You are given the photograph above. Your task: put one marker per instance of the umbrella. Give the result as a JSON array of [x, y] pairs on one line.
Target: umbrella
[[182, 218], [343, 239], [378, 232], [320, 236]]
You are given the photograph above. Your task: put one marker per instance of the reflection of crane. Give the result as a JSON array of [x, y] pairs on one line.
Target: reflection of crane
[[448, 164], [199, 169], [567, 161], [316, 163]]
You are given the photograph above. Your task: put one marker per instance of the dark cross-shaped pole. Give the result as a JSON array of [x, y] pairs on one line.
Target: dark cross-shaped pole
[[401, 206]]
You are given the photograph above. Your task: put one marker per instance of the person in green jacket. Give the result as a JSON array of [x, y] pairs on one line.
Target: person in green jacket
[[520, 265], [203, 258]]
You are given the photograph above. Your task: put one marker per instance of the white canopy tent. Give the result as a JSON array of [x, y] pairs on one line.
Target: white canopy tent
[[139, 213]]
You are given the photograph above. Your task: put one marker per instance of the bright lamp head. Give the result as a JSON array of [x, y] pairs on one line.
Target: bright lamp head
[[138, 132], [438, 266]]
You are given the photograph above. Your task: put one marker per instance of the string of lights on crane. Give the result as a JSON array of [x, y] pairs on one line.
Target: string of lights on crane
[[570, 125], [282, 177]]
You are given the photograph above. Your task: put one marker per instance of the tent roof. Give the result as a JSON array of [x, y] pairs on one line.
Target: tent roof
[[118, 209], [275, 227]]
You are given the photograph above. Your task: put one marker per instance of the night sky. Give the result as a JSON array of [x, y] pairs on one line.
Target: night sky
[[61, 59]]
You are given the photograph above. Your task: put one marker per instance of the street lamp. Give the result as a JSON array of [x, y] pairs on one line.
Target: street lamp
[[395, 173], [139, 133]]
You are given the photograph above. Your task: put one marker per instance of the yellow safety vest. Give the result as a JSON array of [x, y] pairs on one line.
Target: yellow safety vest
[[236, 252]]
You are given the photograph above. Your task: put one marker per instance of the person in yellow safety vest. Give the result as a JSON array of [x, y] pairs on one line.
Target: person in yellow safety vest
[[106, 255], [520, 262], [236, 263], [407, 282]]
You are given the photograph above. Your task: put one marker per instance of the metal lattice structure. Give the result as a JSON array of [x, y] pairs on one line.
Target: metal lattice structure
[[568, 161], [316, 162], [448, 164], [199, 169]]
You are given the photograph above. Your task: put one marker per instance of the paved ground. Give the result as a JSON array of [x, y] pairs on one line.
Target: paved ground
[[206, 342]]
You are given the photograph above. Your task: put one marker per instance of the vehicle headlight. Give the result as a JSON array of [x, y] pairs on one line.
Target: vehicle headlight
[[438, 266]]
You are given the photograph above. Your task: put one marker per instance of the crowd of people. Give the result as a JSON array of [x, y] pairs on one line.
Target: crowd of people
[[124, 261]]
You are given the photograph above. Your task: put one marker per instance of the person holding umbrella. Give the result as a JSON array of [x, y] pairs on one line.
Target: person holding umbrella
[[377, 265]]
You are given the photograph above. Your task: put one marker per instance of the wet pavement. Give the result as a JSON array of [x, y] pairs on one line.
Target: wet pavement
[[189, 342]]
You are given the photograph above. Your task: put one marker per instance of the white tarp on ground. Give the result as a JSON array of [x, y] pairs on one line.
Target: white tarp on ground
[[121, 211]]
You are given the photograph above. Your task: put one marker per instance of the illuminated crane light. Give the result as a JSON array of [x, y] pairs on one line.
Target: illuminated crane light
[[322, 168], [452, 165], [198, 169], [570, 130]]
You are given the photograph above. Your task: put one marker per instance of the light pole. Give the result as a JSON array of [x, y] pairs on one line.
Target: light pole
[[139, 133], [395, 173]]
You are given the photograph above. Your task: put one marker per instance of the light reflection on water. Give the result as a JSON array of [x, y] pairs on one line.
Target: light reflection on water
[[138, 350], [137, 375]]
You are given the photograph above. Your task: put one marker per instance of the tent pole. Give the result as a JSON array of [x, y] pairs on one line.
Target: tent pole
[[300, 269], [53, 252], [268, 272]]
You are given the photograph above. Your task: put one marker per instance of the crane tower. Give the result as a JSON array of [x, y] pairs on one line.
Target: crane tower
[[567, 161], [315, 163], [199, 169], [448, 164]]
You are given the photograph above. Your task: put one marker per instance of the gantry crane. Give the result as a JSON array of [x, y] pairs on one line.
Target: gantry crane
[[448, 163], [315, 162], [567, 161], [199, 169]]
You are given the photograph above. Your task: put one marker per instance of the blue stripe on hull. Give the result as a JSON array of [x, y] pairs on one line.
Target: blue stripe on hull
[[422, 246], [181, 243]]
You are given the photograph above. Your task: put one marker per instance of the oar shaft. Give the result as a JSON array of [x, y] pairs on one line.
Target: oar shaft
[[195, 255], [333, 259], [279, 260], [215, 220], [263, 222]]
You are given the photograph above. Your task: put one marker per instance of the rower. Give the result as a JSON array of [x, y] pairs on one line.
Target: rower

_ _ _

= Requirement =
Your answer should consist only of the lines from the one with "the light reflection" through the end of the data above, reproduced exactly.

= Result for this task =
You are given the photograph above. Your task: put one marker per instance of the light reflection on water. Give the result as a JSON array of [x, y] pairs on one line.
Target: light reflection on water
[[138, 350], [137, 375]]
You are given the photograph above. Your task: put one marker per instance of the tent pole. Give the result as a JSON array of [x, y] pairs on one line.
Target: tent pole
[[300, 269], [53, 252], [268, 272]]
You are given the photograph above. Your task: put one marker per instance of the crane tower. Give the result as a JSON array of [x, y] pairs on one line.
Target: crane tower
[[567, 161], [315, 163], [199, 169], [448, 164]]
You are given the photograph above. Your task: put one marker per instance of the gantry crane. Give the result as a JSON array of [x, y] pairs on one line.
Target: gantry crane
[[448, 163], [315, 162], [567, 161], [199, 169]]
You are given the photograph above. Your task: put one marker per instance of the blue stripe on hull. Give the result as a JSON array of [x, y] pairs on one line.
Target: blue stripe on hull
[[422, 246], [181, 243]]
You are given the photograph above. Your task: put one marker per instance of the oar shaft. Give the result as a JSON array of [x, y] pairs on one line.
Target: oar shaft
[[195, 255], [333, 259], [279, 260], [215, 220], [263, 222]]
You are given the photograph above. Your task: put one marker per instance of the rower. Give the result as a JSON array of [x, y] pairs on one line.
Target: rower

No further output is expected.